>> START Page extract
In [Bentley et al. 1986] a proof is given that with the simple scheme for encoding integers, the performance of algorithm BSTW is bounded above by 2 S + 1, where S is the cost of the static Huffman coding scheme. Using the more sophisticated integer encoding scheme, the bound is 1 + S + 2 lg(1 + S). A key idea in the proofs given by Bentley et al. is the fact that, using the move-to-front heuristic, the integer transmitted for a message a(t) will be one more than the number of different words transmitted since the last occurrence of a(t). Bentley et al. also prove that algorithm BSTW is asymptotically optimal.

An implementation of algorithm BSTW is described in great detail in [Bentley et al. 1986]. In this implementation, encoding an integer consists of a table lookup; the codewords for the integers from 1 to n+1 are stored in an array indexed from 1 to n+1. A binary trie is used to store the inverse mapping, from codewords to integers. Decoding an Elias codeword to find the corresponding integer involves following a path in the trie. Two interlinked data structures, a binary trie and a binary tree, are used to maintain the word list. The trie is based on the binary encodings of the source words. Mapping a source message a(i) to its list position p involves following a path in the trie, following a link to the tree, and then computing the symmetric order position of the tree node. Finding the source message a(i) in position p is accomplished by finding the symmetric order position p in the tree and returning the word stored there. Using this implementation, the work done by sender and receiver is O(length(a(i)) + length(w)) where a(i) is the message being transmitted and w the codeword representing a(i)'s position in the list. If the source alphabet consists of single characters, then the complexity of algorithm BSTW is just O(length(w)).
>> END Page extract
### Exercise instructions
Decide whether each of the following statements agrees with the passage on algorithm BSTW. Answer yes or no for each, and quote the words of the passage that settle it.
1. With the simple scheme for encoding integers, the performance of algorithm BSTW is bounded above by 2S + 1, where S is the cost of static Huffman coding.
2. The inverse mapping from codewords to integers is stored in an array indexed from 1 to n+1.
3. Bentley et al. prove that algorithm BSTW is not asymptotically optimal.
>> START Provided records
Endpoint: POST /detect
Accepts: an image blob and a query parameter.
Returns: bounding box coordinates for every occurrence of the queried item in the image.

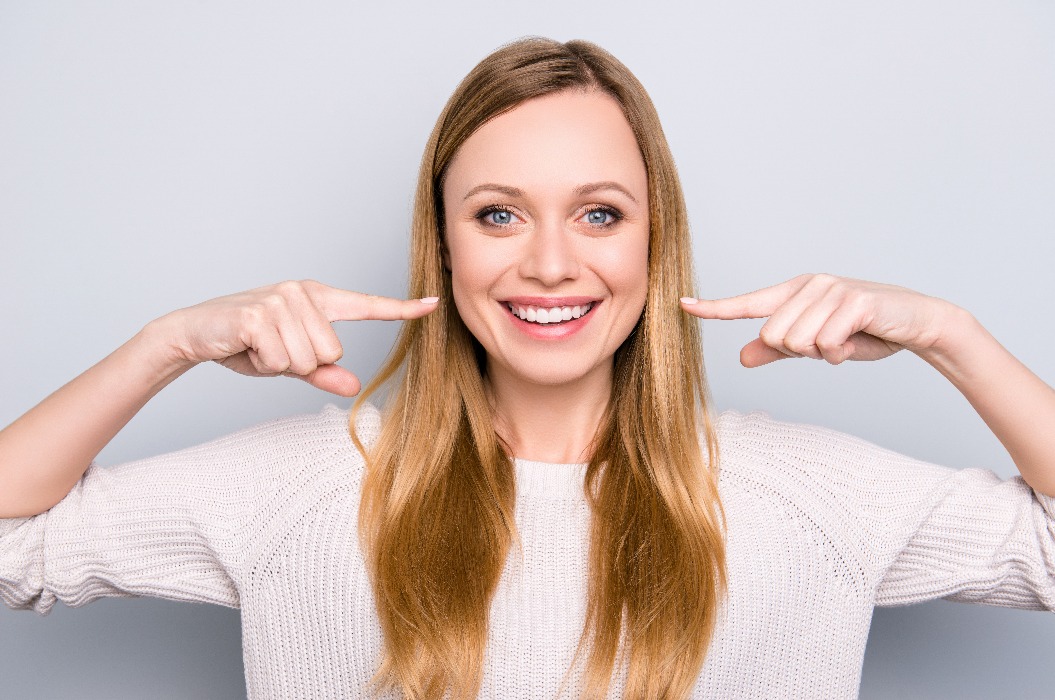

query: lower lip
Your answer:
>> END Provided records
### Solution for this problem
1. Yes: "with the simple scheme for encoding integers, the performance of algorithm BSTW is bounded above by 2 S + 1, where S is the cost of the static Huffman coding scheme."
2. No: "A binary trie is used to store the inverse mapping, from codewords to integers."
3. No: "Bentley et al. also prove that algorithm BSTW is asymptotically optimal."